Please copy out every line of the rows below, from the line containing "Target = cloudy sky" down through the last row, both ends included. Leave the pictures out.

Items from a data source
*-*-*
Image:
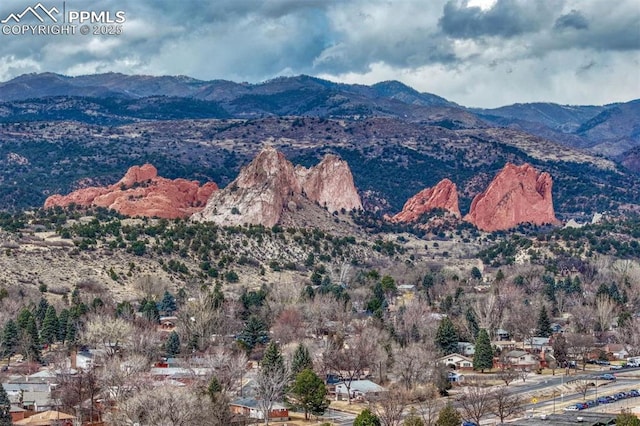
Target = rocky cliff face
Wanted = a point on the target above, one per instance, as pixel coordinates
(444, 196)
(141, 192)
(270, 186)
(330, 184)
(518, 194)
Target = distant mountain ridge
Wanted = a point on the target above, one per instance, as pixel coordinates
(31, 86)
(114, 98)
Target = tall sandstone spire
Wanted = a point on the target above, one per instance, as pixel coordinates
(270, 185)
(518, 194)
(443, 196)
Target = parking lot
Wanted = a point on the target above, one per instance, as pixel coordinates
(614, 402)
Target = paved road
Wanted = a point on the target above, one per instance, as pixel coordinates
(340, 418)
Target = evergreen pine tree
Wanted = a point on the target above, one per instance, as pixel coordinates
(560, 349)
(31, 341)
(366, 418)
(23, 319)
(253, 333)
(150, 312)
(49, 332)
(447, 336)
(544, 324)
(309, 393)
(63, 319)
(172, 346)
(71, 334)
(168, 303)
(301, 360)
(214, 388)
(41, 310)
(472, 323)
(272, 360)
(10, 337)
(483, 356)
(5, 408)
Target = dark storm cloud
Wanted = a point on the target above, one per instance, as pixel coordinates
(507, 18)
(450, 47)
(573, 20)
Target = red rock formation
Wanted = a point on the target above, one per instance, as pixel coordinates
(141, 192)
(269, 185)
(518, 194)
(444, 196)
(330, 184)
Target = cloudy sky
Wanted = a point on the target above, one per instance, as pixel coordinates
(474, 52)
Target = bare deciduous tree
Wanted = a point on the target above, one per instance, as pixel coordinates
(488, 309)
(605, 311)
(199, 319)
(349, 360)
(107, 333)
(270, 386)
(506, 404)
(475, 402)
(389, 405)
(228, 367)
(168, 406)
(579, 346)
(411, 364)
(631, 336)
(582, 318)
(122, 377)
(507, 372)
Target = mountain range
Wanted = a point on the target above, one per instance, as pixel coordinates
(63, 133)
(610, 130)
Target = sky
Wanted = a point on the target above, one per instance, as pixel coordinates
(479, 53)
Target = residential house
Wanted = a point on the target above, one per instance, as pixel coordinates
(455, 377)
(16, 412)
(502, 334)
(457, 362)
(250, 407)
(539, 344)
(466, 348)
(168, 323)
(522, 360)
(48, 418)
(359, 390)
(616, 350)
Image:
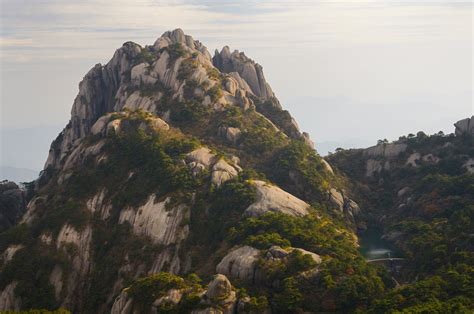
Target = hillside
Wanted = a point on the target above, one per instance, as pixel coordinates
(420, 191)
(176, 167)
(181, 185)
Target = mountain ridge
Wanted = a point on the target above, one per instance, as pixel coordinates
(181, 185)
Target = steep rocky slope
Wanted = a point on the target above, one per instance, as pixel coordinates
(420, 191)
(176, 166)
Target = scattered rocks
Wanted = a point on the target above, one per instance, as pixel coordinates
*-*-*
[Completed task]
Target = cloudy sky
Wanted = a point on the target above, one per instance, as pixel coordinates
(474, 52)
Target = bare deciduous tree
Wanted = a point on the target above, one per instance, as pixel coordinates
(488, 309)
(605, 311)
(199, 319)
(349, 360)
(107, 333)
(270, 386)
(506, 404)
(475, 402)
(389, 405)
(228, 367)
(168, 406)
(579, 346)
(411, 364)
(631, 336)
(582, 318)
(122, 377)
(507, 372)
Target = mountain range
Wanted = a point on the target above, one per instance, as pixel coordinates
(63, 133)
(610, 130)
Target = sky
Wanted = a point on the target above, one per instance, as pixel coordinates
(479, 53)
Target = residential house
Wanted = a point on the target above, one per instance, as pixel coordinates
(455, 377)
(16, 412)
(502, 334)
(457, 362)
(250, 407)
(539, 344)
(466, 348)
(168, 323)
(522, 360)
(48, 418)
(359, 390)
(616, 350)
Image:
Target = hillside
Wanted = a point on the target above, one per instance, as pixel coordinates
(420, 191)
(176, 167)
(181, 185)
Target = mountain ridge
Wanted = a point on the target above, one per instance, as pixel coordinates
(181, 185)
Target = steep rocky slope
Wanted = a point on the target above, one per instance, as pixel coordinates
(420, 191)
(176, 166)
Target = scattered rocks
Wanted = a point on the target above, one per instance, as pixel coordinates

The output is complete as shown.